Texto mostrado:
Restringido

Mientras respiremos

La Razón
La RazónLa Razón

Para calmar la desolación tras las matanzas (Bruselas, Lahore) me refugio en Bach. Decía Savater que una biblioteca tiene algo de farmacia, de dispensario intelectual y emotivo. Una discoteca también licencia múltiples jarabes para cada necesidad, y pocos ungüentos más nutricios que las partituras del genio de Eisenach, nacido en 1685 y huérfano de padres cuando apenas contaba diez años. Tras mudarse con un hermano mayor, Johann Christoph, reputado organista, Johann Sebastian aplacó la ansiedad volcándose en los estudios y en el oficio familiar, la música. Sir John Eliot Gardiner, al que debemos, entre mil hazañas, su monumental ciclo de las cantatas, así como ese libro excepcional titulado «Música en el castillo del cielo», explica que con veintidós años Bach ya había escrito dos de fluorescente potencia consoladora. Hablo de la BWV 4 y la BWV 106, o «Actus tragicus», y en la que describe «el tránsito del alma cristiana, como se separa del cuerpo y viaja al cielo». Gardiner lo atribuye «no sólo a una prodigiosa mente musical, sino también a un espíritu que ha experimentado la muerte muy de cerca, la ha visto cara a cara y ha llegado a convivir con ella». Bach enamora por su capacidad para enhebrar el fulgor matemático con la arqueología del corazón; de esa colisión nace una música que empapa y sacia como una lluvia cálida. Bach es droga dura. Veneno y medicina. Un guía fiel para el viajero perdido en el bosque y el peregrino que necesita lumbre para encontrarse.

Qué hacer:
1. ¿Coinciden con la columna sobre Bach estas afirmaciones? (a) Bach quedó huérfano de padres con unos diez años. (b) Bach nació en 1695. (c) Bach escribió la BWV 4 cuando ya tenía treinta años. Responde sí o no a cada una y cita textualmente las palabras decisivas.
2. Escribe la continuación de la columna sobre Bach a partir de su última frase.

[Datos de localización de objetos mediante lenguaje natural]
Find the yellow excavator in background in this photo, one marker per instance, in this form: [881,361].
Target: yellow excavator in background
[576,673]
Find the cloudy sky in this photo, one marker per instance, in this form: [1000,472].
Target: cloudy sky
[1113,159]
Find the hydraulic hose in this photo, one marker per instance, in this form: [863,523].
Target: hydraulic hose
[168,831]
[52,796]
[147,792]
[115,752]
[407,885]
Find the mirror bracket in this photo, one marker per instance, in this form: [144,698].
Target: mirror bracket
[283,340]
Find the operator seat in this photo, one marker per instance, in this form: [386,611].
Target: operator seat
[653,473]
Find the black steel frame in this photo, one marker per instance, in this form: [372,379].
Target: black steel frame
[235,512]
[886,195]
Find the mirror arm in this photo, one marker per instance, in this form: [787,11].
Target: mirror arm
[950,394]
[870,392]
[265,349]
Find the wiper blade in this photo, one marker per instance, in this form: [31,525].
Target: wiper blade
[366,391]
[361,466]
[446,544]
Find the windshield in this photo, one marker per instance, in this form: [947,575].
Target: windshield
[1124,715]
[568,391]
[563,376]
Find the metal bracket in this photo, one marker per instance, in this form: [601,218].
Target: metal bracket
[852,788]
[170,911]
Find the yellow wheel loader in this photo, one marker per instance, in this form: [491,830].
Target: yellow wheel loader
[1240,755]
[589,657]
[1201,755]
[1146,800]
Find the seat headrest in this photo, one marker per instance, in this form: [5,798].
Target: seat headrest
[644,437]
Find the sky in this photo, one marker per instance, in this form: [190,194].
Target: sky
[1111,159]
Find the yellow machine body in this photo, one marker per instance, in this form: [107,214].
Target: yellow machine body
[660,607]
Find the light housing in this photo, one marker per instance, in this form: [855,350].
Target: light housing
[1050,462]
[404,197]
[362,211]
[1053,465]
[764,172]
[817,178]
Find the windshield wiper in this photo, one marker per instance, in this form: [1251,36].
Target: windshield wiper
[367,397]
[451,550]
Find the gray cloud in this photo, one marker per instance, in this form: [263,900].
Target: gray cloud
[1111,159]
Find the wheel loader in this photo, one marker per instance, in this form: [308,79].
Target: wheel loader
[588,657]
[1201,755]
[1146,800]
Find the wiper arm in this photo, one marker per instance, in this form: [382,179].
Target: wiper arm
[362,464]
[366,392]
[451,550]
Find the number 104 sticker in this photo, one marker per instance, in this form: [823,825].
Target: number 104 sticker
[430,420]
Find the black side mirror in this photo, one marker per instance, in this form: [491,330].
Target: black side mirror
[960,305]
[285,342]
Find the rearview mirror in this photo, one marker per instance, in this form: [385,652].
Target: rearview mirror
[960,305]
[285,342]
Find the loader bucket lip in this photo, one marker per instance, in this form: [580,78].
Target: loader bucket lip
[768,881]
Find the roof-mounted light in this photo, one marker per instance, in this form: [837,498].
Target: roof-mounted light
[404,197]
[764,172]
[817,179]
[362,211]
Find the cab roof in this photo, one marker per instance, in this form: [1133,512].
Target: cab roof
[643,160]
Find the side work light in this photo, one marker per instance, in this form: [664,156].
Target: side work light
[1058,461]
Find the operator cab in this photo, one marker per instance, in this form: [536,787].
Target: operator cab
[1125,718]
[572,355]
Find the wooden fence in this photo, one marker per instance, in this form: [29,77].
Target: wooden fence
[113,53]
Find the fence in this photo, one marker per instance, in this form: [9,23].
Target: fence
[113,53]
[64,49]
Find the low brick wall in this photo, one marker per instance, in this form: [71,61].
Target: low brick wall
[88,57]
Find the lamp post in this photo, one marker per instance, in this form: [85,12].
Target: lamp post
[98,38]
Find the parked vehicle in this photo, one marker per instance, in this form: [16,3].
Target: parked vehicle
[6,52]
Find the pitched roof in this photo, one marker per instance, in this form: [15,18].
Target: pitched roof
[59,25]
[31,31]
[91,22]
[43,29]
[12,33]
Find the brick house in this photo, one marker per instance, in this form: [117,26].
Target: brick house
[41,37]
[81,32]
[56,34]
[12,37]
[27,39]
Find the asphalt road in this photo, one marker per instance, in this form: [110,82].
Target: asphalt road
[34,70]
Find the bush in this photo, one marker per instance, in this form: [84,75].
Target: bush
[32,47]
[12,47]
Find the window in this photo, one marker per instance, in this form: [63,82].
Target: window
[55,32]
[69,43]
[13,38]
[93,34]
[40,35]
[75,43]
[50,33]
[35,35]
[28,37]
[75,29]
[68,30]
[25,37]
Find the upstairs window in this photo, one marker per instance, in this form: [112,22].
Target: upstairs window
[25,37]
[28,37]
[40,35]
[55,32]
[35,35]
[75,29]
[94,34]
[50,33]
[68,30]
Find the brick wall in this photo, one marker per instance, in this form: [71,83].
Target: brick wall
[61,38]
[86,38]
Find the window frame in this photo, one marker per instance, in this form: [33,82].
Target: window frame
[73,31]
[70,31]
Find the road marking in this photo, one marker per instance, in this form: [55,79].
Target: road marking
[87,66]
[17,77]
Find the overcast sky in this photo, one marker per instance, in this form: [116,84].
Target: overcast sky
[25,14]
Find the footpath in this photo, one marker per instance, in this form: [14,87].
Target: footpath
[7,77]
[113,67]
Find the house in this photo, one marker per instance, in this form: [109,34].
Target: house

Respuestas por tarea:
1.
(a) Sí: «huérfano de padres cuando apenas contaba diez años».
(b) No: «nacido en 1685».
(c) No: «con veintidós años Bach ya había escrito dos de fluorescente potencia consoladora».

2.
Hay más. Bach no fue el tipo gélido que dibujó la tradición. Tampoco un erudito ilustrado a la manera de sus amigos. Con un pie en el renacimiento luterano y otro en la naciente Ilustración, golpeado por las tragedias globales y personales –diez hijos suyos murieron antes de cumplir los dos años–, adoptó orgulloso el lema «Soli Deo gloria» (Sólo gloria a Dios), aunque disfrutó los años en que, a sueldo de un príncipe calvinista, Leopoldo de Anhalt-Cöthen, compuso piezas profanas, caso de las Sonatas y partitas para violín, las Suites para violonchelo y los Conciertos de Brandeburgo. Su habilidad para armonizar, a la luz de un cerebro incandescente, lo sagrado y lo laico, así como la eficacia sanadora de sus piezas dedicadas a Dios, independientemente de las creencias particulares, inauguran el periplo de una Europa que había atravesado demasiadas guerras religiosas a otra que, firmemente enraizada, de un lado, en Grecia y Roma, y del otro en el cristianismo, iniciaba un periodo efervescente. Uno que debe prevalecer frente al fanatismo de quienes ofrendan tibias al pensamiento mágico y al que rendiré homenaje con las cantatas 42 y 67, dedicadas al primer domingo tras la Resurrección. Que pueda elegir entre las sublimes interpretaciones de Gardiner, Masaaki Suzuki y Ton Koopman, por no hablar de las debidas a pioneros como Nikolaus Harnoncourt y Gustav Leonhardt o a clásicos como Karl Richter, demuestra hasta qué punto nuestra civilización desborda el nihilismo de quienes tratan de sepultarla. Quieren fusilar a Bach, decapitar a Spinoza, desterrar a Voltaire y acuchillar a Beethoven. No mientras respiremos. No en mi nombre.